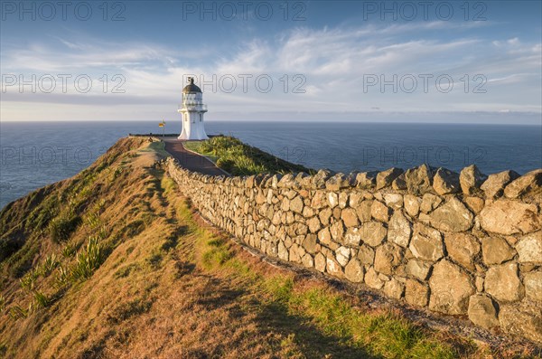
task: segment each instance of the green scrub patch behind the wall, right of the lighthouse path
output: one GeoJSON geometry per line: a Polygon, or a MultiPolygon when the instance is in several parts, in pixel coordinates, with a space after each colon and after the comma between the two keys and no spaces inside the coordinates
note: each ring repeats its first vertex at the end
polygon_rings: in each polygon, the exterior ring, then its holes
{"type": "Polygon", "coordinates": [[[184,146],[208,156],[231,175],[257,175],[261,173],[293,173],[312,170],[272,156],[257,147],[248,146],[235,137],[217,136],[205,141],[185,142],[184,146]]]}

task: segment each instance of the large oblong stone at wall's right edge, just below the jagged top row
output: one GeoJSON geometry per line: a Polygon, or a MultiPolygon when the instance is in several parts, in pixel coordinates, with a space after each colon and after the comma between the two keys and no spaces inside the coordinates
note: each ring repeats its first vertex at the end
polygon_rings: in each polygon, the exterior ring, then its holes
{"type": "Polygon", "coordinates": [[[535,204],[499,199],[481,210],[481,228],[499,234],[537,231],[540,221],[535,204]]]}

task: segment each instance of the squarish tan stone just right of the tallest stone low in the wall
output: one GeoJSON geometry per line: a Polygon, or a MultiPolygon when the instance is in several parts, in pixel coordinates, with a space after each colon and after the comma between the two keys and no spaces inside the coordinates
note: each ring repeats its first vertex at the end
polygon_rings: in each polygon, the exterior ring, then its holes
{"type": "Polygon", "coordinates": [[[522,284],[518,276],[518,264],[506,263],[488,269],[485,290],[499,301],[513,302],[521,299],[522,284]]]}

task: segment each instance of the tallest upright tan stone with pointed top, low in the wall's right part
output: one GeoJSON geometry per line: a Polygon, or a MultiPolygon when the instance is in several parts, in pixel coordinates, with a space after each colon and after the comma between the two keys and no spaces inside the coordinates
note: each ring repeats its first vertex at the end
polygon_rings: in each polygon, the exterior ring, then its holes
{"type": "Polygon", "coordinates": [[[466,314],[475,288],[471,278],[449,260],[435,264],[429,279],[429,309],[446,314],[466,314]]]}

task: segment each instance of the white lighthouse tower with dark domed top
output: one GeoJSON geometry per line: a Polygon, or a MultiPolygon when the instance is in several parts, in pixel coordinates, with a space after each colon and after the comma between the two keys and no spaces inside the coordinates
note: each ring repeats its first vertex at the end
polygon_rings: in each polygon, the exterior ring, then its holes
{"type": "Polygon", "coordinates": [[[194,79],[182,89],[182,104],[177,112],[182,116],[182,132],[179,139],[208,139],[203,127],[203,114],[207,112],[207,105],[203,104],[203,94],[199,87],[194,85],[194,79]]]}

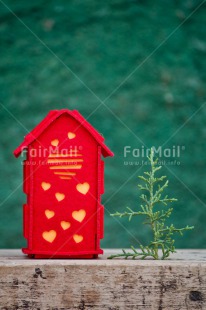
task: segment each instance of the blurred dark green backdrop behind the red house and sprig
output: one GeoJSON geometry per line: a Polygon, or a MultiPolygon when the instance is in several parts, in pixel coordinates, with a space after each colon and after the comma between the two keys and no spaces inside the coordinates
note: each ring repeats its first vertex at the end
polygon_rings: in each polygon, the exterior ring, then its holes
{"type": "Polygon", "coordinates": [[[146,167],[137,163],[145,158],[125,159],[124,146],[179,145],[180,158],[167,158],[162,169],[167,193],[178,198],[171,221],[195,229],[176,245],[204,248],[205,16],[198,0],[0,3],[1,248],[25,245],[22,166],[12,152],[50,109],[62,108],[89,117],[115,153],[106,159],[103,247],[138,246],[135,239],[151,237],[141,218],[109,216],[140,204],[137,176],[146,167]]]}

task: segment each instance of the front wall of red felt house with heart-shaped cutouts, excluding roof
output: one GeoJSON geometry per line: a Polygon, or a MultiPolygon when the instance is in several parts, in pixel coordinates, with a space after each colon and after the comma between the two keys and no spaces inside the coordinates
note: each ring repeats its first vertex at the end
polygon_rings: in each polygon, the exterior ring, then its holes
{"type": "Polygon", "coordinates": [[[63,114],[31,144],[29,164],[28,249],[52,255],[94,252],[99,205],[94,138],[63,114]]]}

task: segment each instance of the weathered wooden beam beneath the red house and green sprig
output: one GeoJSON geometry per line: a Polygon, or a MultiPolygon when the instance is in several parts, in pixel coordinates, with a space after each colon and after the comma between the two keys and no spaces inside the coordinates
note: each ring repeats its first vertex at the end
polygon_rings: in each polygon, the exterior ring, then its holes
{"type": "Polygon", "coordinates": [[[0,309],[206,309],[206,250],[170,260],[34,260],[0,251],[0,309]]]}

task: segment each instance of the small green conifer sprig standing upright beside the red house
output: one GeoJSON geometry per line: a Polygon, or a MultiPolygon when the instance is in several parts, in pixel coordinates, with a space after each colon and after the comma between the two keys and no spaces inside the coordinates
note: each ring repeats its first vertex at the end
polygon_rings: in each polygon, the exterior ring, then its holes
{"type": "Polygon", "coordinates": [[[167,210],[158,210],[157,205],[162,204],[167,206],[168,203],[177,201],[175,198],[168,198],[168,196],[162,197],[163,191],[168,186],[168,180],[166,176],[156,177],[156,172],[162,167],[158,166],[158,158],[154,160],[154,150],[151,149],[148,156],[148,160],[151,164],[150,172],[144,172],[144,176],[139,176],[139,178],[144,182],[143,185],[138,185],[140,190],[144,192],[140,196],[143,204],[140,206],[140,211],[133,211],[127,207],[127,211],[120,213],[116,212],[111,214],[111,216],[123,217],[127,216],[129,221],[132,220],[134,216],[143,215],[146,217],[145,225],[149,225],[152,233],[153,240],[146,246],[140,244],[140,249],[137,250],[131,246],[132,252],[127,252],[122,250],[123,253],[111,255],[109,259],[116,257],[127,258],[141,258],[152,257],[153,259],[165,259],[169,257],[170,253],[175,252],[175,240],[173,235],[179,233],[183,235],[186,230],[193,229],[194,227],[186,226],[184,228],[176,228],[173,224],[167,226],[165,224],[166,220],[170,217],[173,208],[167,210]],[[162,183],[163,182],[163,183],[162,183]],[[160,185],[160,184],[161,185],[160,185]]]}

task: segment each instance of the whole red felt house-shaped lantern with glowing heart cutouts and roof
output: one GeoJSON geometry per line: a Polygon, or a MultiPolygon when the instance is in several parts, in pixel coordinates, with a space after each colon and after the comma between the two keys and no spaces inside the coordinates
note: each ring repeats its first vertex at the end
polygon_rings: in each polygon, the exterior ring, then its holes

────────

## What you should do
Leave out the pictures; repeat the data exactly.

## Reply
task: segment each instance of the green scrub patch behind the wall, right of the lighthouse path
output: one GeoJSON geometry per line: a Polygon, or a MultiPolygon when the instance is in several parts, in pixel coordinates, with a space after each colon and after the comma between the two keys and no spaces inside the coordinates
note: each ring repeats its first vertex at the end
polygon_rings: in each polygon, the exterior ring, then its holes
{"type": "Polygon", "coordinates": [[[184,146],[208,156],[231,175],[257,175],[261,173],[293,173],[312,170],[272,156],[257,147],[248,146],[235,137],[217,136],[205,141],[185,142],[184,146]]]}

task: segment each instance of the large oblong stone at wall's right edge, just below the jagged top row
output: one GeoJSON geometry per line: a Polygon, or a MultiPolygon when the instance is in several parts, in pixel coordinates, with a space after each colon and after the comma between the two keys and no spaces inside the coordinates
note: each ring repeats its first vertex at the end
polygon_rings: in each polygon, the exterior ring, then its holes
{"type": "Polygon", "coordinates": [[[535,204],[499,199],[481,210],[481,228],[499,234],[537,231],[540,221],[535,204]]]}

task: segment each instance of the squarish tan stone just right of the tallest stone low in the wall
output: one GeoJSON geometry per line: a Polygon, or a MultiPolygon when the instance is in several parts, in pixel coordinates, with a space after each colon and after the comma between the two keys and no spaces inside the coordinates
note: each ring repeats its first vertex at the end
polygon_rings: in each polygon, the exterior ring, then its holes
{"type": "Polygon", "coordinates": [[[522,284],[518,276],[518,264],[506,263],[488,269],[485,290],[499,301],[513,302],[521,299],[522,284]]]}

task: segment each instance of the tallest upright tan stone with pointed top, low in the wall's right part
output: one GeoJSON geometry per line: a Polygon, or a MultiPolygon when the instance is in several parts, in pixel coordinates, with a space after each colon and after the comma between the two keys and no spaces inside the coordinates
note: each ring repeats its first vertex at the end
polygon_rings: in each polygon, the exterior ring, then its holes
{"type": "Polygon", "coordinates": [[[466,314],[475,288],[471,278],[449,260],[435,264],[429,279],[429,309],[446,314],[466,314]]]}

task: segment each instance of the white lighthouse tower with dark domed top
output: one GeoJSON geometry per line: a Polygon, or a MultiPolygon when the instance is in several parts, in pixel coordinates, with a space after each colon and after the comma between the two keys and no spaces inside the coordinates
note: each ring repeats its first vertex at the end
polygon_rings: in each polygon, the exterior ring, then its holes
{"type": "Polygon", "coordinates": [[[194,79],[182,89],[182,104],[177,112],[182,116],[182,132],[179,139],[208,139],[203,127],[203,114],[207,112],[207,105],[203,104],[203,94],[199,87],[194,85],[194,79]]]}

task: segment each instance of the blurred dark green backdrop behind the red house and sprig
output: one GeoJSON geometry per line: a Polygon, or a MultiPolygon when the instance is in several parts, in pixel coordinates, with a space after each colon and after the comma between the two keys and no spaces inside the coordinates
note: each ring repeats its first vertex at the end
polygon_rings: in each polygon, the exterior ring, then its holes
{"type": "Polygon", "coordinates": [[[146,167],[137,163],[145,158],[125,159],[124,146],[179,145],[180,158],[167,158],[162,169],[167,193],[178,198],[171,221],[195,229],[176,245],[204,248],[205,16],[198,0],[0,3],[1,248],[25,245],[22,166],[12,152],[50,109],[62,108],[89,117],[115,153],[106,159],[103,247],[138,246],[135,239],[151,237],[141,218],[109,216],[140,204],[137,176],[146,167]]]}

task: segment each instance of the front wall of red felt house with heart-shaped cutouts, excluding roof
output: one GeoJSON geometry per line: a Polygon, or a MultiPolygon when the instance is in several parts, in pixel coordinates, with a space after each colon and after the comma between the two keys and no spaces inside the coordinates
note: each ring repeats its first vertex at the end
polygon_rings: in each polygon, the exterior ring, then its holes
{"type": "Polygon", "coordinates": [[[63,114],[31,144],[29,164],[28,249],[52,255],[94,252],[99,205],[94,138],[63,114]]]}

task: segment each instance of the weathered wooden beam beneath the red house and green sprig
output: one GeoJSON geometry per line: a Polygon, or a MultiPolygon when the instance is in several parts, in pixel coordinates, with a space after each colon and after the comma between the two keys and no spaces inside the coordinates
note: each ring repeats its first vertex at the end
polygon_rings: in each polygon, the exterior ring, then its holes
{"type": "Polygon", "coordinates": [[[0,309],[206,309],[206,250],[170,260],[34,260],[0,251],[0,309]]]}

task: segment each instance of the small green conifer sprig standing upright beside the red house
output: one GeoJSON geometry per line: a Polygon, or a MultiPolygon when the instance is in several parts, in pixel coordinates, with a space after each colon and after the comma between the two keys and no spaces inside the coordinates
note: each ring repeats its first vertex at the end
polygon_rings: in each polygon, the exterior ring, then its holes
{"type": "Polygon", "coordinates": [[[167,210],[158,210],[157,205],[162,204],[167,206],[168,203],[177,201],[175,198],[168,198],[168,196],[162,197],[163,191],[168,186],[168,180],[166,176],[156,177],[156,172],[162,167],[158,166],[158,158],[154,160],[154,150],[151,149],[148,156],[148,160],[151,164],[150,172],[144,172],[144,176],[139,176],[139,178],[144,182],[143,185],[138,185],[140,190],[144,192],[140,196],[143,204],[140,206],[140,211],[133,211],[127,207],[127,211],[120,213],[116,212],[111,214],[111,216],[123,217],[127,216],[129,221],[132,220],[134,216],[143,215],[146,217],[145,225],[149,225],[152,233],[153,240],[146,246],[140,244],[140,249],[137,250],[131,246],[132,252],[127,252],[122,250],[123,253],[111,255],[109,259],[116,257],[127,258],[141,258],[152,257],[153,259],[165,259],[169,257],[170,253],[175,252],[175,240],[173,235],[179,233],[183,235],[186,230],[193,229],[194,227],[186,226],[184,228],[176,228],[173,224],[167,226],[165,224],[166,220],[170,217],[173,208],[167,210]],[[162,183],[163,182],[163,183],[162,183]],[[160,185],[160,184],[161,185],[160,185]]]}

task: segment each instance of the whole red felt house-shaped lantern with glowing heart cutouts and roof
output: one GeoJSON geometry per line: a Polygon, or a MultiPolygon when the instance is in several parts, in pixel coordinates, with a space after each colon and after the comma between the two keys and no spaces inside the coordinates
note: each ring repeats its first vertex at the end
polygon_rings: in each polygon, the exterior ring, then its holes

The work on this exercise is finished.